=== Required work ===
Reproduce all of the data exactly, with no line skipped.

=== Dataset content ===
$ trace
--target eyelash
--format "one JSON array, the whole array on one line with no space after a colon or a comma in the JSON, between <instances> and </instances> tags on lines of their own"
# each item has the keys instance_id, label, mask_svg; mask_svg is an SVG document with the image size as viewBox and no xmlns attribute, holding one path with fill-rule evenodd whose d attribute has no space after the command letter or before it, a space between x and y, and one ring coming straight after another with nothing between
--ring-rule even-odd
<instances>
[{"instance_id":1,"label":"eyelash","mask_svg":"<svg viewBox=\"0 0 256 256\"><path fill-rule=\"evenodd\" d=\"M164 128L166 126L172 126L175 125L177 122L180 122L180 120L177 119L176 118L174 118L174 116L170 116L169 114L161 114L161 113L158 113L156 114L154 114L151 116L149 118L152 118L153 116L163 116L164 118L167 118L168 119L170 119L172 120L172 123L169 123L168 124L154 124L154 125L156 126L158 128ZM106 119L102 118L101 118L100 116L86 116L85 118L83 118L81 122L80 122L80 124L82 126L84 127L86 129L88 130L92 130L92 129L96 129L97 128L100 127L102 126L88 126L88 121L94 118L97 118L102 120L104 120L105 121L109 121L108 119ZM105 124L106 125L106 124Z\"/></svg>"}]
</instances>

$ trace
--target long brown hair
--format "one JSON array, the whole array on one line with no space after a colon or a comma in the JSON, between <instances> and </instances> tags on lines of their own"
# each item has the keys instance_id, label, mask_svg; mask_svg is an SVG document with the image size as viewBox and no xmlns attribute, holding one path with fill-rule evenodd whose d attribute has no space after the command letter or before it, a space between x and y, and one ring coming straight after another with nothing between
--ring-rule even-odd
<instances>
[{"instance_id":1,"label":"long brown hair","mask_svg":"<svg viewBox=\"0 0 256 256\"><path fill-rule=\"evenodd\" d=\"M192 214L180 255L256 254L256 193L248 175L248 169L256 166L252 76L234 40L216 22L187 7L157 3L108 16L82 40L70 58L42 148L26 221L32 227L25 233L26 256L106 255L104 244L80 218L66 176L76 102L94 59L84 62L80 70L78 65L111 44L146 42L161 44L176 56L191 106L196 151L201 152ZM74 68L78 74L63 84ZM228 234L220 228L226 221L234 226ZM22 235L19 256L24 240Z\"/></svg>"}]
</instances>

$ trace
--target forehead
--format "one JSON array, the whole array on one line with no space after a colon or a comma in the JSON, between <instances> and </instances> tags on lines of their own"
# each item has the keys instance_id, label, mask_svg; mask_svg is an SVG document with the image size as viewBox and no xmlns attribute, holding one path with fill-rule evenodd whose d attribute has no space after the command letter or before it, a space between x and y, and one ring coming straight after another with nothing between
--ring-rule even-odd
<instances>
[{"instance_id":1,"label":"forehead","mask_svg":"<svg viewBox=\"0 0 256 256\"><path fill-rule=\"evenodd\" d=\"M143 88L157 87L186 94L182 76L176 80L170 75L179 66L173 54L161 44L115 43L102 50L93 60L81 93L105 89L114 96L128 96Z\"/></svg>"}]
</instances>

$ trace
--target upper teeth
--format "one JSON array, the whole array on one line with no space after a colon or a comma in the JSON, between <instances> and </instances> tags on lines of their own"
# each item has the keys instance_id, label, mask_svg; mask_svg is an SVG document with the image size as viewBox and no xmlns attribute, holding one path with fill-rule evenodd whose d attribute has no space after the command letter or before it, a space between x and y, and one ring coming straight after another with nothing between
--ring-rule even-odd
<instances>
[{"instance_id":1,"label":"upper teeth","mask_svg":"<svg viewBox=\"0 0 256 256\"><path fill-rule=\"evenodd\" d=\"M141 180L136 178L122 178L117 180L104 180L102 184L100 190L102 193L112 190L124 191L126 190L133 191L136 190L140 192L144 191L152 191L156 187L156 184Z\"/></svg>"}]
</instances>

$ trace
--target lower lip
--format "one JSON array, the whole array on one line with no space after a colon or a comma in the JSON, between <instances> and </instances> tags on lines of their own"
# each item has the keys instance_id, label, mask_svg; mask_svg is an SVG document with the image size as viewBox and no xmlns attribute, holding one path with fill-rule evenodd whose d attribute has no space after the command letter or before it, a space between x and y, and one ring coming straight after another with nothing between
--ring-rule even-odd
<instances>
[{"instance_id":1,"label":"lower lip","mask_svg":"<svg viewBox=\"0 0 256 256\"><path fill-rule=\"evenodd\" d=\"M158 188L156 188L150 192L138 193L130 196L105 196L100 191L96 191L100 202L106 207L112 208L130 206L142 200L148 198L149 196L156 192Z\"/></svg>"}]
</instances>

=== Task response ===
$ trace
--target eyelash
--format "one JSON array, the whole array on one line with no space after a colon or a comma in the JSON, between <instances> and </instances> tags on lines of their own"
# each item has the keys instance_id, label, mask_svg; mask_svg is an SVG document with the image size as viewBox and no xmlns attribute, holding one path with fill-rule evenodd whose d attribute has no space after the command letter or before it, a space between x and y, and one ring coming straight after another with nothing between
--ring-rule even-odd
<instances>
[{"instance_id":1,"label":"eyelash","mask_svg":"<svg viewBox=\"0 0 256 256\"><path fill-rule=\"evenodd\" d=\"M164 128L166 126L172 126L175 125L177 122L180 122L180 120L177 119L176 118L174 118L174 116L170 116L169 114L161 114L161 113L158 113L156 114L154 114L151 116L149 118L152 118L153 116L163 116L164 118L167 118L168 119L170 119L172 120L172 123L169 123L168 124L154 124L154 125L156 126L158 128ZM106 119L102 118L101 118L100 116L86 116L85 118L83 118L81 122L80 122L80 124L82 126L84 127L86 129L88 130L92 130L92 129L96 129L97 128L100 127L102 126L88 126L88 121L94 118L97 118L102 120L104 120L105 121L109 121L108 119ZM105 124L106 125L106 124Z\"/></svg>"}]
</instances>

$ trace
--target long brown hair
--format "one JSON array, the whole array on one line with no space after a colon or a comma in the JSON, between <instances> and </instances> tags on lines of their own"
# each item has the keys instance_id, label, mask_svg; mask_svg is an SVG document with the image size as viewBox and no xmlns attribute, holding one path with fill-rule evenodd whose d attribute has no space after the command letter or before it, a space between x and y, and one ring coming straight after another with nothing between
--ring-rule even-odd
<instances>
[{"instance_id":1,"label":"long brown hair","mask_svg":"<svg viewBox=\"0 0 256 256\"><path fill-rule=\"evenodd\" d=\"M192 214L180 255L256 254L256 193L248 175L248 169L256 166L252 76L234 40L216 22L187 7L157 3L108 16L82 40L70 58L42 148L26 221L32 227L25 233L26 256L106 255L104 244L80 218L66 176L76 102L94 59L84 62L80 70L78 65L111 44L146 42L161 44L176 56L191 106L196 151L201 152ZM74 68L78 74L63 84ZM228 234L220 228L226 221L234 226ZM22 235L19 256L24 240Z\"/></svg>"}]
</instances>

$ trace
--target forehead
--format "one JSON array, the whole array on one line with no space after a colon or a comma in the JSON, between <instances> and </instances> tags on lines of their own"
# each item has the keys instance_id, label, mask_svg; mask_svg is an SVG document with the image size as viewBox and no xmlns attribute, holding one path with fill-rule evenodd whose d attribute has no space after the command letter or before it, a space between x and y, and one ring coming straight after another with nothing between
--ring-rule even-odd
<instances>
[{"instance_id":1,"label":"forehead","mask_svg":"<svg viewBox=\"0 0 256 256\"><path fill-rule=\"evenodd\" d=\"M143 88L157 87L186 94L182 76L176 80L170 75L179 66L173 54L161 44L115 43L102 50L93 60L81 93L105 89L114 96L128 96Z\"/></svg>"}]
</instances>

$ trace
--target upper teeth
--format "one JSON array, the whole array on one line with no space after a colon or a comma in the JSON, between <instances> and </instances> tags on lines of their own"
# each item has the keys instance_id, label, mask_svg; mask_svg is an SVG document with the image size as viewBox and no xmlns attribute, holding one path with fill-rule evenodd whose d attribute has no space after the command letter or before it, a space between x and y, and one ring coming straight after another with nothing between
--ring-rule even-odd
<instances>
[{"instance_id":1,"label":"upper teeth","mask_svg":"<svg viewBox=\"0 0 256 256\"><path fill-rule=\"evenodd\" d=\"M141 180L136 178L122 178L117 180L104 180L102 184L100 190L102 193L112 190L124 191L126 190L133 191L136 190L140 192L144 191L152 191L156 187L156 184Z\"/></svg>"}]
</instances>

$ trace
--target lower lip
--format "one JSON array, the whole array on one line with no space after a colon or a comma in the JSON, between <instances> and </instances> tags on lines of their own"
# each item has the keys instance_id, label, mask_svg; mask_svg is an SVG document with the image size as viewBox and no xmlns attribute, holding one path with fill-rule evenodd whose d attribute has no space after the command letter or before it, a space between x and y, and one ring coming straight after another with nothing between
--ring-rule even-odd
<instances>
[{"instance_id":1,"label":"lower lip","mask_svg":"<svg viewBox=\"0 0 256 256\"><path fill-rule=\"evenodd\" d=\"M158 188L156 188L150 192L138 193L130 196L105 196L100 191L96 191L100 202L106 207L112 208L130 206L142 200L148 198L149 196L156 192Z\"/></svg>"}]
</instances>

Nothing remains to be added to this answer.